Supplied text:
________
A mulligan please, I have earned it.

07/08/2010 at 5:20 AM Leave a comment

A patient who has been coming to see me for 18 years saw me yesterday . He clearly has been very happy with the care he has received (he stated as much) and for the most part the service at the office. He complained long and intensely about an event two weeks ago where he had trouble getting refills on two medicines. The problem started in that he had not been in the office for over a year. I have blogged before about this issue and a year is on the extreme end of what is acceptable, six to nine months is more typical. One thing led to another and my staff and him got into a verbal tussle, with him loosing his composure and my staff digging their heels in.

Although I will admit there was probably an easier way to handle it, my point is that after 18 years of excellent treatment I expect to have earned several mulligans. Many in fact. Yet this one difficulty let him to think of taking his business elsewhere! As if he can find another office that only has a bad day every twenty years!  Good luck with that.
________
Raw data:
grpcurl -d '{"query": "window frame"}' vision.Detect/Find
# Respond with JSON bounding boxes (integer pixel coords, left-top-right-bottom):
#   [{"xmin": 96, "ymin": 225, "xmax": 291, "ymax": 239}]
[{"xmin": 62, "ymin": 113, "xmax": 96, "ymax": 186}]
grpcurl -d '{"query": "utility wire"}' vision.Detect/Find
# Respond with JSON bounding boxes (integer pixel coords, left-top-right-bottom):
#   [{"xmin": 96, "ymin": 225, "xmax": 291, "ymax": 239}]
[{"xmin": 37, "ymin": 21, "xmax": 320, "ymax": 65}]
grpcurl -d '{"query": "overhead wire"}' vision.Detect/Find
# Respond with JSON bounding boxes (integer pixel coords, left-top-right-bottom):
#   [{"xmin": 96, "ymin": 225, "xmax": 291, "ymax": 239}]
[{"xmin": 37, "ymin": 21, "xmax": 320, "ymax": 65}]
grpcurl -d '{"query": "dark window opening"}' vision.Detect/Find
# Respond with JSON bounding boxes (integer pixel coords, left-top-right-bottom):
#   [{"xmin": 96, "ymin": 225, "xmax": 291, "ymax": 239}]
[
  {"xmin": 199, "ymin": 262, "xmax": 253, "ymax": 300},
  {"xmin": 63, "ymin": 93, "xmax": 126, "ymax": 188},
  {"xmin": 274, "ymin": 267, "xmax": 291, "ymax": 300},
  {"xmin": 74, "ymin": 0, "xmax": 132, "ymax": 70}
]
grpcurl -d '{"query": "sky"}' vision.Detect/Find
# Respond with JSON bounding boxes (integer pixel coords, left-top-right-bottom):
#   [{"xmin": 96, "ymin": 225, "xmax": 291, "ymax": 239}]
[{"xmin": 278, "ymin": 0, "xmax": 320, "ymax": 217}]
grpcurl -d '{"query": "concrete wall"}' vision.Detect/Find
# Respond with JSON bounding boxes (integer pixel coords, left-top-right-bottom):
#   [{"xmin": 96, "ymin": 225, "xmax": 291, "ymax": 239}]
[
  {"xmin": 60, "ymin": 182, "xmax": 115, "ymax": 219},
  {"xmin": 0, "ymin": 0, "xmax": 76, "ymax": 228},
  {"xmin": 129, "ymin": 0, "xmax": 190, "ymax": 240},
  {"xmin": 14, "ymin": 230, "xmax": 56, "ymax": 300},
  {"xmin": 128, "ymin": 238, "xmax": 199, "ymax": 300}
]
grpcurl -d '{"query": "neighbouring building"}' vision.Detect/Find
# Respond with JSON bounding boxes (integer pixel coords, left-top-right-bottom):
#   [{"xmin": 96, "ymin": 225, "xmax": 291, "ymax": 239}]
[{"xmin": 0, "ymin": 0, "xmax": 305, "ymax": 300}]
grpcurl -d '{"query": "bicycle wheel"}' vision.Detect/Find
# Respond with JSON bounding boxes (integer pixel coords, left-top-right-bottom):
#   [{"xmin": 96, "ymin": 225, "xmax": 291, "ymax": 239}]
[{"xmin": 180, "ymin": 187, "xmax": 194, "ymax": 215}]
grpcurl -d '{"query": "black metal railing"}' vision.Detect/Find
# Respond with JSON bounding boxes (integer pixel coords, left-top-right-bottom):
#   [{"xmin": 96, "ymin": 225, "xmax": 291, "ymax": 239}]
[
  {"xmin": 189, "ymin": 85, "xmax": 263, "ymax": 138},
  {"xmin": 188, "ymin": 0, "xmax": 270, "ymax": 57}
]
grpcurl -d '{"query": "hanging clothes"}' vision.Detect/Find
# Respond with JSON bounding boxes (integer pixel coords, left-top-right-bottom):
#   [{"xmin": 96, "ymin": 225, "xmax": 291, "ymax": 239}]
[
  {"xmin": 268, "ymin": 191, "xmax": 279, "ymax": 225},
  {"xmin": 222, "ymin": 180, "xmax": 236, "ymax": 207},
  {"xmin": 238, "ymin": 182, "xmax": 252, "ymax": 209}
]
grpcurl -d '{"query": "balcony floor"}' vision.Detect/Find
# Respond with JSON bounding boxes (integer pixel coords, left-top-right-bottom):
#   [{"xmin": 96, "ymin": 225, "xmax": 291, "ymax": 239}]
________
Using the information:
1 > In the blog post about the long-time patient, what interval between visits does the writer call more typical than a year?
2 > Copy the blog post about the long-time patient word for word, everything from "A mulligan please, I" down to "their heels in.".
3 > Write the next part of the blog post about the long-time patient, picking up after its final sentence.

Expected outputs:
1 > Six to nine months.

2 >
A mulligan please, I have earned it.

07/08/2010 at 5:20 AM Leave a comment

A patient who has been coming to see me for 18 years saw me yesterday . He clearly has been very happy with the care he has received (he stated as much) and for the most part the service at the office. He complained long and intensely about an event two weeks ago where he had trouble getting refills on two medicines. The problem started in that he had not been in the office for over a year. I have blogged before about this issue and a year is on the extreme end of what is acceptable, six to nine months is more typical. One thing led to another and my staff and him got into a verbal tussle, with him loosing his composure and my staff digging their heels in.

3 >
I am not saying that my staff did things wrong, their point was valid as were the patient’s complaints. I am saying that it could have been handled much more simply on both sides, but nevertheless, I fell that for every year we do well by our patients they owe us one mulligan for a bad encounter. Perhaps a real bad encounter would use up two mulligans. Nevertheless this patient’s tolerance for frustration is so low that it was all I could do not to hand him the list of nearby physicians and wish him luck with his extremely low tolerance . The number of patients that do that and then come back is legion. They do not know what the norm is out there and when they discover that they return. The number of patients that move away, but still within driving distance and remain with us is also legion.  We are by far the most flexible and understanding office in our area.

Perhaps we have spoiled out patients and we need to reevaluate our policies and become more strict. Interestingly there are many patients to do ‘get it’. These are usually patients that have significant experience with the world and can appreciate how much we work with them to help them out.

Someone this fragile is scary to us. We are not perfect and occasionally we will mess up, how will they deal with that?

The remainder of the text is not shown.